## EXTRACT TO READ
Begin
Marc, welcome to Demcoracy Now! Can you start off by responding to this opening of the joint questioning by three Black NABJ members — that’s Black journalists — of President Trump?

MARC LAMONT HILL: Good morning, Amy. It’s good to see you, always good to be here.

I was — I wish I could say I was shocked or disappointed. This is exactly what Donald Trump does. He came into the room. He was disrespectful. He was condescending. He steamrolled the interview. This was an opportunity for him to make a presentation to Black journalists and to Black voters. And instead, he was nasty. He was vile. He demonstrated all the misogynistic and racist and patriarchal sensibilities that we would expect from Donald Trump. And, of course, he spent a lot of that time simply lying.

To say that NABJ was 35 minutes late to start not only kind of — and that the equipment doesn’t work, plays on this idea that, you know, the Black journalists can’t get it together, that Black people show up late and that their stuff doesn’t work, when, in fact, as you pointed out, it started late because Donald Trump was resisting the idea of being fact-checked. He was resisting the idea that people could actually hold him accountable for the things that he says that are not true, because if you do that, then he has to explain how he’s spreading such inaccurate information about people on the other side of the border taking Black jobs, or misrepresenting his contributions to HBCUs and all the other things that he says makes him the greatest president for Black people since Abraham Lincoln.

AMY GOODMAN: I want to go more to what Trump said when being questioned about Kamala Harris. This is ABC News’ Rachel Scott.

RACHEL SCOTT: Some of your own supporters, including Republicans on Capitol Hill, have labeled Vice President Kamala Harris, who is the first Black and Asian American woman to serve as vice president and be on a major-party ticket, as a ”DEI hire.” Is that acceptable language to you? And will you tell those Republicans and those supporters to stop it?

DONALD TRUMP: How do you — how do you define DEI? Go ahead. How do you define it?

RACHEL SCOTT: Diversity, equity, inclusion.

DONALD TRUMP: OK, yeah, go ahead. Is that what your definition? Give me —

RACHEL SCOTT: That is —

DONALD TRUMP: Give me a definition, then.

RACHEL SCOTT: That is literally the words, DEI.

DONALD TRUMP: Would you give me a definition of that? Give me a definition of that.

RACHEL SCOTT: Sir, I’m asking you a question, a very direct question.

DONALD TRUMP: No, no. You have to define it. Define the — define it for me, if you would.

RACHEL SCOTT: I just defined it, sir. Do you believe that Vice President Kamala Harris is only on the ticket because she is a Black woman?

DONALD TRUMP: Well, I can say, no, I think it’s maybe a little bit different. So, I’ve known her a long time indirectly, not directly very much. And she was always of Indian heritage, and she was only promoting Indian heritage. I didn’t know she was Black until a number of years ago, when she happened to turn Black, and now she wants to be known as Black. So, I don’t know: Is she Indian, or is she Black?

RACHEL SCOTT: She has always identified as a Black woman.

DONALD TRUMP: But you know what?

RACHEL SCOTT: She went to a historically Black college.

DONALD TRUMP: I respect either one. I respect either one. But she obviously doesn’t, because she was Indian all the way, and then, all of a sudden, she made a turn, and she went — she became a Black person.
End
## EXERCISE DIRECTIONS
Write out the interview transcript word for word, from "RACHEL SCOTT: Diversity, equity, inclusion." up to and including "the words, DEI.".

## EXTRACTED RECORDS
Begin
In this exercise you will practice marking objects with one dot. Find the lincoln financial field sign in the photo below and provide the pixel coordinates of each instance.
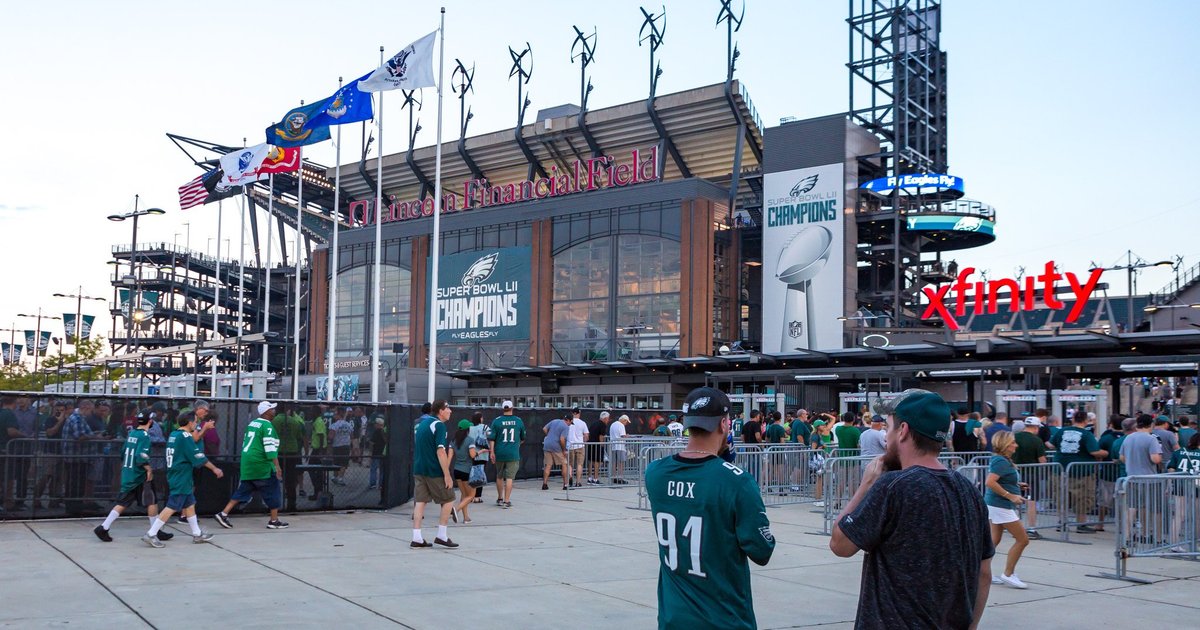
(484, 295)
End
Begin
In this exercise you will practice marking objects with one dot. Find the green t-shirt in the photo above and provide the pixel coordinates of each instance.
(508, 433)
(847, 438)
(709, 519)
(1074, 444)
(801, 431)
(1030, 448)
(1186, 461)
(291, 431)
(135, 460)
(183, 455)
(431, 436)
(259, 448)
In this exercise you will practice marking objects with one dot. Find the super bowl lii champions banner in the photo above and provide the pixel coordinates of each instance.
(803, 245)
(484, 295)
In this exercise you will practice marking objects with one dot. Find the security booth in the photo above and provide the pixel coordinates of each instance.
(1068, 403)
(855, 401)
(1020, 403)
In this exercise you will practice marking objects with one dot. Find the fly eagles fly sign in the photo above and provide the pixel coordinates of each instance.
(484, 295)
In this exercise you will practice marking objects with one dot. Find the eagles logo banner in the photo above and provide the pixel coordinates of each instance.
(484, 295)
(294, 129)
End
## OUTPUT OF THE TASK
RACHEL SCOTT: Diversity, equity, inclusion.

DONALD TRUMP: OK, yeah, go ahead. Is that what your definition? Give me —

RACHEL SCOTT: That is —

DONALD TRUMP: Give me a definition, then.

RACHEL SCOTT: That is literally the words, DEI.